Saved entries »
********************

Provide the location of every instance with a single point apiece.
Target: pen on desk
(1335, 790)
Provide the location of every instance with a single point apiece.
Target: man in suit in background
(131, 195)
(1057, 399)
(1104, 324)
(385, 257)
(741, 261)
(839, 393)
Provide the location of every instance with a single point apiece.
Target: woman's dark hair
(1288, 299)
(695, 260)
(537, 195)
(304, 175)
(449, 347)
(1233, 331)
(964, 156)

********************

Copy out every record exactly; leave nothing out.

Response area »
Provide the location of every instance with a single point apiece.
Target: pen on desk
(1335, 790)
Provide the location of every instance with a single point apiece.
Target: man in suit in background
(131, 195)
(1057, 399)
(1104, 324)
(385, 257)
(741, 261)
(839, 393)
Provide the location of every instance with a single point apiece.
Target: woman's dark hair
(1288, 299)
(695, 260)
(537, 195)
(304, 175)
(449, 347)
(1233, 331)
(964, 156)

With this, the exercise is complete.